_What this task involves:_ Render as a JSON list of strings, one string per line and with blank lines omitted, the lines of the records below that begin at the line containing "Would you be able to indicate the black sleeve" and end after the line containing "column 148, row 381".

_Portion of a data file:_

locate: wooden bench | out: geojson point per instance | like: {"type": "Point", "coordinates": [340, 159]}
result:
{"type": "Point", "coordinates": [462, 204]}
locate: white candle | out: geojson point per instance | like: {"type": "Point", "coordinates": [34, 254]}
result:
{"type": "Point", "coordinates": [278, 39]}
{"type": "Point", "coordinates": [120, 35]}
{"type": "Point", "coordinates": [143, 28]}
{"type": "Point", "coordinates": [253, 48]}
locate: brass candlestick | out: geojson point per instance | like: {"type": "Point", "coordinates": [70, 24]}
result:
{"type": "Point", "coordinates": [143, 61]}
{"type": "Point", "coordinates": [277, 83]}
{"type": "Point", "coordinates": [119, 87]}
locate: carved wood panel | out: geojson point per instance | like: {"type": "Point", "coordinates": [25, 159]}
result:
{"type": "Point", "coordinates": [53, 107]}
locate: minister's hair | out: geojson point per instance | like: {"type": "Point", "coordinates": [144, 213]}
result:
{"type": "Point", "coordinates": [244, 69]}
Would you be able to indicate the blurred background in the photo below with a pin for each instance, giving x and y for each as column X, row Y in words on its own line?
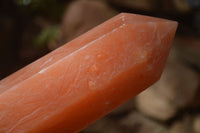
column 30, row 29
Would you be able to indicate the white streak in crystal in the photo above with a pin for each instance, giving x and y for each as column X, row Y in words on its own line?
column 49, row 60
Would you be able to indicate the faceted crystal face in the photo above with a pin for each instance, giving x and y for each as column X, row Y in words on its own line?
column 88, row 77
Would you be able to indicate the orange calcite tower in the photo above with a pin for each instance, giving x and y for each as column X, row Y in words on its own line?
column 71, row 87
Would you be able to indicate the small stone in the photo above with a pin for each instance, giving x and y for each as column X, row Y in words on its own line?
column 196, row 125
column 146, row 5
column 178, row 84
column 182, row 126
column 154, row 105
column 141, row 124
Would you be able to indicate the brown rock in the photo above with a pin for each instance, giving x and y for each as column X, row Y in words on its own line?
column 145, row 5
column 154, row 105
column 182, row 126
column 124, row 108
column 141, row 124
column 81, row 16
column 104, row 125
column 196, row 125
column 178, row 84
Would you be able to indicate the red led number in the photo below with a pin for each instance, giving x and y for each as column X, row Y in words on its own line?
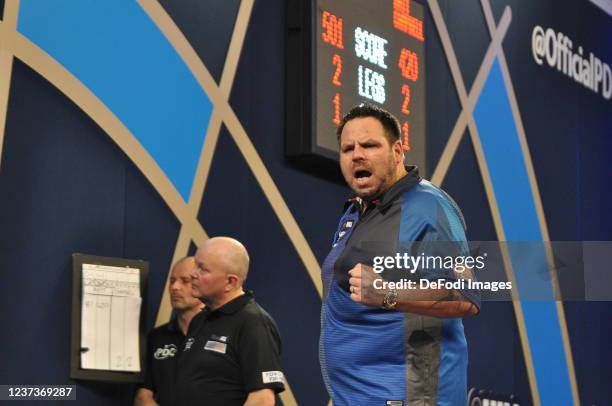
column 406, row 135
column 406, row 93
column 336, row 101
column 332, row 30
column 409, row 64
column 337, row 61
column 404, row 22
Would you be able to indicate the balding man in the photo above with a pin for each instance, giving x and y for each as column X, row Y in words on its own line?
column 165, row 341
column 232, row 352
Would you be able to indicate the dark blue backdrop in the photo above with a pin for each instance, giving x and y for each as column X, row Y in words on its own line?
column 66, row 187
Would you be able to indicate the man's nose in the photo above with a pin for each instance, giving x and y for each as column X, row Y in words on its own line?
column 358, row 153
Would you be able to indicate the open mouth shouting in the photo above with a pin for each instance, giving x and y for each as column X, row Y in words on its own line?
column 362, row 176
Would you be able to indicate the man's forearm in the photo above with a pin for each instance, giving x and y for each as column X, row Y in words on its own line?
column 440, row 303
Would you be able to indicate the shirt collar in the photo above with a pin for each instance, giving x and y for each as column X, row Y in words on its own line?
column 236, row 304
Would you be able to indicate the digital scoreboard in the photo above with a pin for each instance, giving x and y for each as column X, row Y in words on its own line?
column 341, row 53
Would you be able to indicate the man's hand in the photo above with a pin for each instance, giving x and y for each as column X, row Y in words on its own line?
column 440, row 303
column 361, row 285
column 144, row 397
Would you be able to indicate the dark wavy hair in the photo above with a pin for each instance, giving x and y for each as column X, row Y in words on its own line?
column 388, row 120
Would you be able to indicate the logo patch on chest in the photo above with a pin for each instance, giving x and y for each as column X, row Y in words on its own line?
column 216, row 346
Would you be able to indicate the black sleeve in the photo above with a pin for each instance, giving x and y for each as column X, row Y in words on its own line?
column 260, row 348
column 148, row 381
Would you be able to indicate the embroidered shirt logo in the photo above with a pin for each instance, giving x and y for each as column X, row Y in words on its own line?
column 168, row 351
column 216, row 346
column 189, row 343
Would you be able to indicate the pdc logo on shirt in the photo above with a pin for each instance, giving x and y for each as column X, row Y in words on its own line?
column 168, row 351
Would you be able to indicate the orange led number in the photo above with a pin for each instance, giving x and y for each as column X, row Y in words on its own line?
column 406, row 134
column 406, row 93
column 409, row 64
column 337, row 61
column 404, row 22
column 336, row 100
column 332, row 30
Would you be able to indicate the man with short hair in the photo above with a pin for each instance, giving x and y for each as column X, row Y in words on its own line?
column 165, row 341
column 232, row 353
column 391, row 346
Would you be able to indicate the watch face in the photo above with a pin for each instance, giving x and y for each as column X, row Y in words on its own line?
column 390, row 300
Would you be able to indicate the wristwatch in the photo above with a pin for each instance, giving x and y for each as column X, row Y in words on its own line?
column 390, row 300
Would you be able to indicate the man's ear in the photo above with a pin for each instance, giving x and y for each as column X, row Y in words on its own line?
column 232, row 282
column 398, row 152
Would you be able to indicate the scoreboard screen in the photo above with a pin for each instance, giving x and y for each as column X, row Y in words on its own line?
column 355, row 51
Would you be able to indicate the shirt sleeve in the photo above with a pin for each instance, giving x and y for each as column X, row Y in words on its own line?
column 260, row 349
column 439, row 237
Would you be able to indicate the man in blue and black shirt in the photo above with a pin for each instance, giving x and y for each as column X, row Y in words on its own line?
column 387, row 346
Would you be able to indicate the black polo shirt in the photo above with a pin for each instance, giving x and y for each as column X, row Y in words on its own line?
column 164, row 345
column 229, row 352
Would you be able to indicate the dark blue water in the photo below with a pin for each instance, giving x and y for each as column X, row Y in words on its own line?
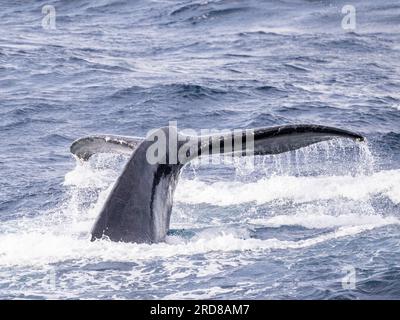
column 289, row 227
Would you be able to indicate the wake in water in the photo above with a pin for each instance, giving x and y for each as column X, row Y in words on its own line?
column 342, row 203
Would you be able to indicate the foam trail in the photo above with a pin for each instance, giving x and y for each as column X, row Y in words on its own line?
column 297, row 189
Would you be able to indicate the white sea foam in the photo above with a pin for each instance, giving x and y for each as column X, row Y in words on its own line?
column 297, row 189
column 63, row 233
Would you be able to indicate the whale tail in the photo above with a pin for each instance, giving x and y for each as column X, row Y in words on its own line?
column 138, row 208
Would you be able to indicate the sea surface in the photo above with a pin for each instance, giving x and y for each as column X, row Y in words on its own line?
column 319, row 223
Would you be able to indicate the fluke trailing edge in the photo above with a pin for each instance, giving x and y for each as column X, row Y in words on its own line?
column 138, row 208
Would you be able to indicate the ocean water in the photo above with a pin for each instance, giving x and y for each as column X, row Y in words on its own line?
column 319, row 223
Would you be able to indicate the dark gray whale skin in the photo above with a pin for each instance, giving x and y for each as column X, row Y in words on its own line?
column 138, row 208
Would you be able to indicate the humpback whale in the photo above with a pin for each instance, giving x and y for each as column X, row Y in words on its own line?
column 138, row 209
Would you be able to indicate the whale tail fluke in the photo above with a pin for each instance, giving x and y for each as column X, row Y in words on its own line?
column 138, row 208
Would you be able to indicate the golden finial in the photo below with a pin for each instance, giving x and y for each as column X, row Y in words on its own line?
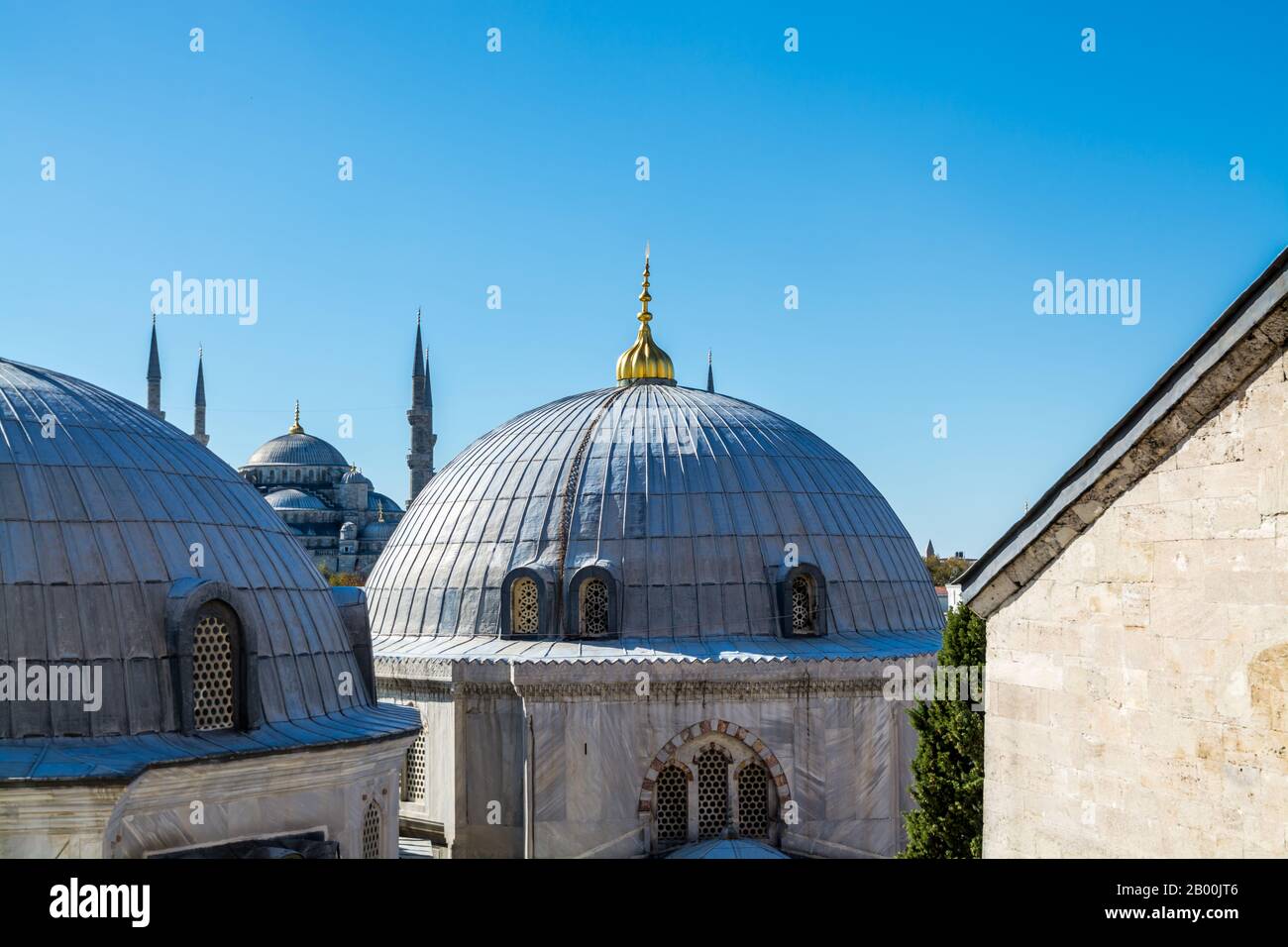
column 644, row 360
column 645, row 316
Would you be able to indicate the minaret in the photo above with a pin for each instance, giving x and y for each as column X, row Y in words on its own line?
column 155, row 375
column 420, row 458
column 198, row 405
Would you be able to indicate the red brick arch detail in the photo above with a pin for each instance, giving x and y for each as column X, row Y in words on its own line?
column 696, row 732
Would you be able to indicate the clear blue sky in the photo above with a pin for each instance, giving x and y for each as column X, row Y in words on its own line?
column 518, row 169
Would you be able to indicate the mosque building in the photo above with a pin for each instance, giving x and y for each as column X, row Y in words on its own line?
column 647, row 617
column 327, row 502
column 176, row 680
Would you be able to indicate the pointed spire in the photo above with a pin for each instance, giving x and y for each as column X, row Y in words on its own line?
column 154, row 359
column 644, row 361
column 419, row 368
column 429, row 389
column 201, row 379
column 644, row 315
column 198, row 403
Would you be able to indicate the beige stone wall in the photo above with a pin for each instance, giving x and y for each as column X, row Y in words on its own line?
column 1136, row 688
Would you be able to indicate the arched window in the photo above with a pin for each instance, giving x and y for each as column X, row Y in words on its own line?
column 215, row 656
column 671, row 805
column 592, row 608
column 712, row 791
column 372, row 830
column 524, row 607
column 754, row 800
column 804, row 604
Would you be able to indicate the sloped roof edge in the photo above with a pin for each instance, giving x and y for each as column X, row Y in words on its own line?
column 1248, row 333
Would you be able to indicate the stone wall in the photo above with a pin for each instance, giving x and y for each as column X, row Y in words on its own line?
column 1136, row 686
column 827, row 736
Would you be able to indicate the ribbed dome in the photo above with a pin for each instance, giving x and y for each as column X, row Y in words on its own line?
column 296, row 449
column 691, row 496
column 292, row 500
column 98, row 525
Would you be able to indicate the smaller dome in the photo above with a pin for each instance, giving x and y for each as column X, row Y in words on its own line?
column 296, row 447
column 376, row 501
column 294, row 500
column 377, row 530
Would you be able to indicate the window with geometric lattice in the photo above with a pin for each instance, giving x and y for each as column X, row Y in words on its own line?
column 372, row 826
column 593, row 608
column 524, row 607
column 712, row 767
column 214, row 671
column 754, row 800
column 413, row 772
column 671, row 805
column 804, row 604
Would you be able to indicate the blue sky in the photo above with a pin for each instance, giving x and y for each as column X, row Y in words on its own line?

_Output for this task:_
[
  "Would you be able to indicate the black sleeve in the photo above with a pin for each instance, giving x and y for each as column X, row Y in words on its own line?",
  "column 260, row 348",
  "column 148, row 381"
]